*SELECTION*:
══════
In one of the emails sent in late August to the Foundation for Jewish Studies (FJS), the writer, who did not bother to disguise his name, expressed a wish that Hitler had done to members of the organization what he did to Europe’s Jews. Another email compared leaders of FJS, a nonprofit based in suburban Maryland devoted to promoting Jewish learning, to the Nazis. Others accused the foundation of being anti-Semitic. “I was surprised by the vitriol of some of the emails,” says Rabbi Gordon Fueller, executive director of FJS. “Some of them were quite hateful.”

What brought about this barrage of vitriol directed at Fueller, his organization and several other Washington, DC-area Jewish institutions? It was the invitation of a highly regarded scholar—and staunch critic of Israel—to speak not about Israel, but on her area of expertise.

This should come as no surprise to those following the dynamics of the intra-Jewish communal debate over Israel in recent years. As this debate intensifies, the distance between respectful disagreement and attacks employing Holocaust imagery has become smaller and smaller. And the recent brawl playing out in the nation’s capital’s Jewish community is merely a microcosm of the greater debate now tearing apart American Jews.

On August 22, a group of activists sent out an email blast condemning not only the FJS, but also the Bender JCC of Greater Washington in Rockville for hosting a day of learning focused on Jewish immigration between 1820-1920. The keynote speaker invited to lead the event was New York University professor Hasia Diner, one of the leading scholars of Jewish-American life and immigration. “The Jewish Community Center in Rockville has committed a grave error,” wrote members of the group, which goes by the cumbersome acronym COPMA for Citizens Opposed to Propaganda Masquerading as Art, and its twin organization known as COPIA (Coalition of Pro-Israel Advocates). “The program should be immediately canceled. The Jewish Community Center should not give a soap box to an avowed anti-Zionist and enemy of Israel,” they wrote to email recipients. Diner has raised the group’s ire for a scathing 2016 article she co-wrote in which she says Israel is a place she abhors “and to which I will contribute no money, whose products I will not buy, nor will I expend my limited but still to me, meaningful, political clout to support it.” At the bottom of the email was the contact information for the executive directors of the JCC and the Greater Washington Jewish Federation, a a note urging supporters to call them and demand the event be dropped.

Within days the JCC announced it would not host Diner and was revoking its sponsorship of the program. The official reason given was that the JCC does not accommodate those who promote boycotts of Israel. FJS then announced it was moving the lecture to Adat Shalom, a Reconstructionist synagogue in Bethesda, Maryland. Quickly, COPIA/COPMA sent out another mass email, this time targeting FJS and the Adat Shalom synagogue. “Unless The Foundation for Jewish Studies cancels its invitation to Diner to speak, the Community should shun its programs and its requests for our funds,” they wrote, adding, once again, the relevant email addresses and phone numbers, so supporters could call and complain.
══════
[Dataset entries]
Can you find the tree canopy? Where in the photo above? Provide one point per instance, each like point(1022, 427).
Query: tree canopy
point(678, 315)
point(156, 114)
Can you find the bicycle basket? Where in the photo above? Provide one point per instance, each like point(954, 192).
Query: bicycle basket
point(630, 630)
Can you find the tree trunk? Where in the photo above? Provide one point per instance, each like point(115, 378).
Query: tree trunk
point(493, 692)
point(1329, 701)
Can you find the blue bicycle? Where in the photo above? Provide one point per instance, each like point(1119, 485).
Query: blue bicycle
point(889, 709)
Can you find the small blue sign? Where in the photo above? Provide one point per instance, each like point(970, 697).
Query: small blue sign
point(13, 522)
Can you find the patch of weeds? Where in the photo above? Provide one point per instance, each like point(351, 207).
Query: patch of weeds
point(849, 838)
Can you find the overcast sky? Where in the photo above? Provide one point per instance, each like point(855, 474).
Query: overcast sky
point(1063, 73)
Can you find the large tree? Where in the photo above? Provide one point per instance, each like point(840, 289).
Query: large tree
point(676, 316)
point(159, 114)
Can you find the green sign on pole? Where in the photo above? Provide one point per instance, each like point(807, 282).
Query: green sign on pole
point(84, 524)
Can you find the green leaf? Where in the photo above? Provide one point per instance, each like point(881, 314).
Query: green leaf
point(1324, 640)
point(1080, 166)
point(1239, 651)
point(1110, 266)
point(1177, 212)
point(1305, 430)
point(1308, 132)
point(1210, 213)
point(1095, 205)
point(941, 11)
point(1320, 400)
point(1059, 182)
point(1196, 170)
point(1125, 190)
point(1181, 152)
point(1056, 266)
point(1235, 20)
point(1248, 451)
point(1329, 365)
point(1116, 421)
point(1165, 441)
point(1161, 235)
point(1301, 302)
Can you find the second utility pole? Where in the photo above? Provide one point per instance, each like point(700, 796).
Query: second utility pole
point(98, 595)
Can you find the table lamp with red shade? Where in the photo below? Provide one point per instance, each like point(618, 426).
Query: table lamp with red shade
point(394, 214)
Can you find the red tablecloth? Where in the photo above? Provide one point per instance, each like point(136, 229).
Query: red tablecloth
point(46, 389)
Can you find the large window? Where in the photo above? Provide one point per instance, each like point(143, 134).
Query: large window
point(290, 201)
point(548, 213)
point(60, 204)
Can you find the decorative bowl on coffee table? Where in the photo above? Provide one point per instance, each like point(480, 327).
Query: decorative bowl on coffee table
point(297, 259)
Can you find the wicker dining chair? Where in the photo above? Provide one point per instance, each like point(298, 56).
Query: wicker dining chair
══════
*WHAT TO WORK ON*:
**1)** What official reason did the JCC give for dropping its sponsorship, according to the article on the Hasia Diner lecture dispute?
**2)** Extend the article on the Hasia Diner lecture dispute, beginning right after its final paragraph.

*TASK RESPONSES*:
**1)** The JCC does not accommodate those who promote boycotts of Israel.

**2)**
How did a tiny group, operating from a member’s home in suburban Maryland, with no paid staff and nothing more than an email list and some chutzpah, bring a major Jewish institution to its knees?

To answer this question, it is necessary to look back at COPMA’s first success on the Washington inner-Jewish scene. In 2013, the group, unknown until then, mounted an attack on the DCJCC and its theater company Theater J for their plan to include a production of The Admission by Israeli playwright Motti Lerner, which deals with the expulsion of Arabs from Israel during the 1948 War of Independence. COPMA took aim at the Jewish Federation which supports the theater, sending emails to donors asking them to stop support for the Federation if the play is produced as planned. In that case, as in the current battle over Diner’s speech, COPMA/COPIA chose an effective tacticgoing over the heads of the directors and reaching out directly to Federation donors. After all, Jewish institutions are more than happy to debate with their rivals’ ideology, free speech and limits of the discourse on Israel, but no one likes to get a phone call from a donor threatening to pull out funding. In a compromise, the DCJCC agreed to show the play as a reading, instead of the originally planned full production.

Rabbi Fueller from the Foundation for Jewish Studies got one such call last week from a daughter of a donor who had endowed a program. Following the petition against Diner’s speech, she asked to remove her father’s name from the program. The foundation obliged. However, Fueller adds that the group registered an uptick in membership after the controversy broke out.

The battle over Hasia Diner’s speech has demonstrated the rift within the local Jewish community: Establishment groups such as the JCC and Federation, notoriously averse to controversy, yielded to pressure and were quick to abandon the program. But the campaign led by COPIA/COPMA registered only partial success. FJS refused to cave, explaining to anyone willing to hear that Diner was speaking about her field of expertiseJewish immigration—and not about Israel. Adat Shalom, the new venue for the event, is also not budging. The synagogue received some 40 emails, split roughly evenly between supporters and detractors, and while some included the inevitable Hitler and Holocaust references, many voiced their backing for the move. “We’re not declaring Dr. Diner kosher, but we refuse to let others declare her traif,” said Adat Shalom’s Rabbi Fred Scherlinder Dobb. “If she’s banned from speaking, then we are in trouble as a community.”

But even though the show will, in one way or another, go on, there is a cautionary tale here for all Jewish communities: In an era in which substantial debate over Israel is almost impossible to conduct, and in which complex issues are reduced to binary standpoints, marginal groups on either end hold veto power and have become the ultimate arbiters of who’s kosher and what’s acceptable.